● **À compléter**
1. Relevez tous les noms de personnes qui figurent dans l'entretien.
2. Citez le passage de l'entretien qui va de « Et vous l’avez » à « en octobre 2017. ».
3. D'après l'entretien, dans quelle division Wycombe a-t-il été promu ?

● **Extrait**
※
Et vous l’avez montré à Wycombe…
"Encore une fois, de manière complètement inattendue. Christophe devait aller à Wycombe pour discuter avec Jamal Blackman qui était prêté là-bas. Il m’a demandé de l’accompagner pour apprendre. Sauf qu’ils avaient aussi besoin d’un gardien pour leur séance. Je me suis entraîné avec eux et en rentrant à Chelsea, Christophe m’a dit : ‘Yves, le coach est amoureux de toi ! Quand Blackman reviendra à Chelsea, ils sont prêts à te prendre.’ Je n’y croyais pas."
Jusqu’à votre signature en octobre 2017.
"Oui, en début de saison Wycombe n’avait pas le budget. Ils l’ont eu plus tard et j’ai signé. J’ai même terminé la saison en étant aussi entraîneur des gardiens à partir de janvier. Une expérience incroyable car on a été promu en League One et j’ai prolongé depuis comme simple joueur."
Votre temps de jeu n’est pas forcément très élevé…
"Oui. Mais vu d’où je reviens, tout n’est que du bonus. Les mots du coach après la montée, qui a insisté sur mon rôle, m’ont beaucoup touché. J’ai toujours cette envie de jouer mais j’ai plus de maturité maintenant. Jouer, c’est un bonus mais il y a deux ans, le football, c’était fini. Après, vu ma préparation, personne n’a vraiment compris pourquoi je n’avais pas commencé la saison vu mes performances. Mais je relativise beaucoup plus qu’avant. Je reviens de loin, je sais ce que c’est d’être sans le football. Qu’un club ait cru en moi après deux ans sans rien, c’est flatteur vu tous les jeunes des grands clubs qui cherchent du temps de jeu en Angleterre. Je joue, tant mieux, je ne joue pas, tant pis."
※
● **Données**

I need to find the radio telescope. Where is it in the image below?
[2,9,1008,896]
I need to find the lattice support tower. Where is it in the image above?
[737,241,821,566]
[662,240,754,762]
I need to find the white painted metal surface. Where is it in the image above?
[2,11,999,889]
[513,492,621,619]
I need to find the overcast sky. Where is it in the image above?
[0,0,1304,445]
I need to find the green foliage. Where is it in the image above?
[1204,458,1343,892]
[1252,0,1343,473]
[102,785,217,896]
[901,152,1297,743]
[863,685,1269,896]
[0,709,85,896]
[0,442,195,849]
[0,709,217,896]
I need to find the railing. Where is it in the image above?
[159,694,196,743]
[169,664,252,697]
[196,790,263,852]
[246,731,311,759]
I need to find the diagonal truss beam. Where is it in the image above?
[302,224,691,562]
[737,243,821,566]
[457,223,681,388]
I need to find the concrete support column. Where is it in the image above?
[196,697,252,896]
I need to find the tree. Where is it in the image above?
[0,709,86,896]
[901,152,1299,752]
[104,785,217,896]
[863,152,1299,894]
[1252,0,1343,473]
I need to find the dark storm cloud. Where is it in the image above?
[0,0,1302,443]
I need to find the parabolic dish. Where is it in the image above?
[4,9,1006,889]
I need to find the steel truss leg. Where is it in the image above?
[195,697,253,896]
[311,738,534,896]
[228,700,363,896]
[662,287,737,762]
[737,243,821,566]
※
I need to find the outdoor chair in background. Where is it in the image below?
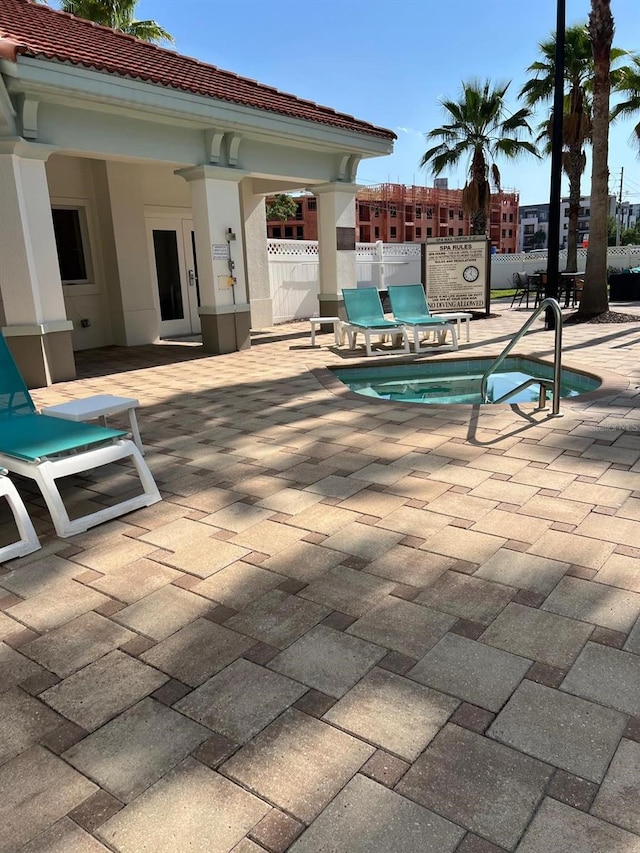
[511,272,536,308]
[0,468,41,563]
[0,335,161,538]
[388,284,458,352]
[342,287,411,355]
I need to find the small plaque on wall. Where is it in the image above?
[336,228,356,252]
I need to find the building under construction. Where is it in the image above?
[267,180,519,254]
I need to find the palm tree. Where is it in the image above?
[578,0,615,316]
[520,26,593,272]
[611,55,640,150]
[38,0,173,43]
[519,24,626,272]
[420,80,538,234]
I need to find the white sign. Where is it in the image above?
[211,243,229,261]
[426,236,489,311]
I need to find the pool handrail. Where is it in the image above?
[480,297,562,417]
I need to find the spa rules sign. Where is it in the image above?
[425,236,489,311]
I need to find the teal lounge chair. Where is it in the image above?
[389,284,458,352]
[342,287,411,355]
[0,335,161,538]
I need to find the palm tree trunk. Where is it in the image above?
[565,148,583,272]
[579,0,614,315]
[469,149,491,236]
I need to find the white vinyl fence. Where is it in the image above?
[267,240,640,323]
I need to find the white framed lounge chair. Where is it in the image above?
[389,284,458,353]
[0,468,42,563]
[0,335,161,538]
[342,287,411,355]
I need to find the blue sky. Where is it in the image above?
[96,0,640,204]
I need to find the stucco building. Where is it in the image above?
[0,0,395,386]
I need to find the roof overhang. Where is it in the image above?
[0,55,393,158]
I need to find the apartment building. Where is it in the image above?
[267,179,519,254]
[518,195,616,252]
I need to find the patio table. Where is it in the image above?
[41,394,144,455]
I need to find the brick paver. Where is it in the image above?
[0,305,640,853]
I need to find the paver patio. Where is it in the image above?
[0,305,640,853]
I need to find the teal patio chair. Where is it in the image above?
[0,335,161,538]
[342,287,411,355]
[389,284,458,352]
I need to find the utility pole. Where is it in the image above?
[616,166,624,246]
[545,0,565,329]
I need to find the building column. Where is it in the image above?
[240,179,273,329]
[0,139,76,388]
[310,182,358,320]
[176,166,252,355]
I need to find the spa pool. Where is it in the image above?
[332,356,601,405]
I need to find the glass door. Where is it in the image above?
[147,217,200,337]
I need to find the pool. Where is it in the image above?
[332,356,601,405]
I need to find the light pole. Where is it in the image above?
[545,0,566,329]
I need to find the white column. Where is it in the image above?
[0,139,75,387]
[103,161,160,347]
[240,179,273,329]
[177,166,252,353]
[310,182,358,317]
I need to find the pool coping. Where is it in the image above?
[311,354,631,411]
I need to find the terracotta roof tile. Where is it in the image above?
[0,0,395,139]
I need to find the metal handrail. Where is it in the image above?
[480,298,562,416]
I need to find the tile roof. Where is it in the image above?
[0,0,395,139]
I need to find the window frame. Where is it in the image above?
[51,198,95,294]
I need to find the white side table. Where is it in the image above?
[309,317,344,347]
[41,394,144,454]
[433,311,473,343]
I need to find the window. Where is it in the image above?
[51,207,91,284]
※
● **Corrigé**
1. Christophe, Jamal Blackman, Yves

2.
Et vous l’avez montré à Wycombe…
"Encore une fois, de manière complètement inattendue. Christophe devait aller à Wycombe pour discuter avec Jamal Blackman qui était prêté là-bas. Il m’a demandé de l’accompagner pour apprendre. Sauf qu’ils avaient aussi besoin d’un gardien pour leur séance. Je me suis entraîné avec eux et en rentrant à Chelsea, Christophe m’a dit : ‘Yves, le coach est amoureux de toi ! Quand Blackman reviendra à Chelsea, ils sont prêts à te prendre.’ Je n’y croyais pas."
Jusqu’à votre signature en octobre 2017.

3. En League One.